* **What you need to do**
(A) Answer these questions using the smoked pork loin text.
(i) What sauce does the text say to serve with smoked pork?
(ii) What temperature does the text say to keep?
(iii) Besides a very strong smoke taste, what can thick white smoke add to the smoked pork?
(B) Repeat word for word the passage of the smoked pork loin text starting at "Smoked pork is" and ending at "they’re that delicious.".

* **Excerpt to read**
Smoked Pork Loin With Pecan Wood And Mexican History

Smoked Pork Loin With Pecan Wood And Mexican History

Smoked pork is the perfect party buffet dish, served with a finger-licking sauce, Chile Ancho Adobo.  Here’s a smoked pork loin recipe with pecan wood that results in a succulent, melt-in-your-mouth dish, just in time for this cold weather and friends.  I suggest you make TWO of them,  they’re that delicious.

By keeping the temperature at 185º F and making sure the smoke does not turn densely white for too long a time, the smoke flavor is subtle, sweet. Thin blue smoke, TBS, adheres as a lighter smoke taste, over a longer period of time, and thick white smoke, TWS, will adhere quickly with a very strong smoke taste.  Thick white smoke can also add a bitter taste to the smoked pork, depending on the wood.  I advise that you do your best to keep the smoke blue and the smoked pork will be amazing.

We did not always think pork was delicious.

[Saved data entries]
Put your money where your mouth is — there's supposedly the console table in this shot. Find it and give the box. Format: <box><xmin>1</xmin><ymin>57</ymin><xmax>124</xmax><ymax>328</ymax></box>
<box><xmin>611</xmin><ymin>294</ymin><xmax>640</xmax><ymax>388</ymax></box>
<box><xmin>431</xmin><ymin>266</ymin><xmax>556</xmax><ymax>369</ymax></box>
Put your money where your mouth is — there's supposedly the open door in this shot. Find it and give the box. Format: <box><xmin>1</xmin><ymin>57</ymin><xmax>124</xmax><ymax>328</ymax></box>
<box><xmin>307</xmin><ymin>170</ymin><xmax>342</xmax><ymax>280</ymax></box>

* **Answers to this exercise**
(A)
(i) Chile Ancho Adobo
(ii) 185º F
(iii) A bitter taste, depending on the wood

(B)
Smoked pork is the perfect party buffet dish, served with a finger-licking sauce, Chile Ancho Adobo.  Here’s a smoked pork loin recipe with pecan wood that results in a succulent, melt-in-your-mouth dish, just in time for this cold weather and friends.  I suggest you make TWO of them,  they’re that delicious.